__WORK INSTRUCTIONS__: Please edit the lines below by swapping "cluster of houses" for "group of houses" and leaving everything else as it is. Give the lines back without the pictures.

Data entries:
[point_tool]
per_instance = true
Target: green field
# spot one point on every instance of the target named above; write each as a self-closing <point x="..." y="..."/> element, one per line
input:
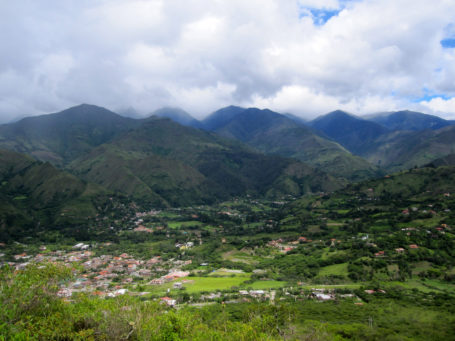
<point x="336" y="269"/>
<point x="180" y="224"/>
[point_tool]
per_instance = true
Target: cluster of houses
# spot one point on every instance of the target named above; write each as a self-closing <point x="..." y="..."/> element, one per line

__WRITTEN RESPONSE__:
[point_tool]
per_instance = true
Target: green field
# spot one point on every instance of the target named above; write each as a self-closing <point x="..." y="..."/> element, one per line
input:
<point x="336" y="269"/>
<point x="180" y="224"/>
[point_tool]
per_instance = true
Target: group of houses
# spot one point on every instance of the target named above; write each as a self-closing <point x="..." y="..."/> element, one per line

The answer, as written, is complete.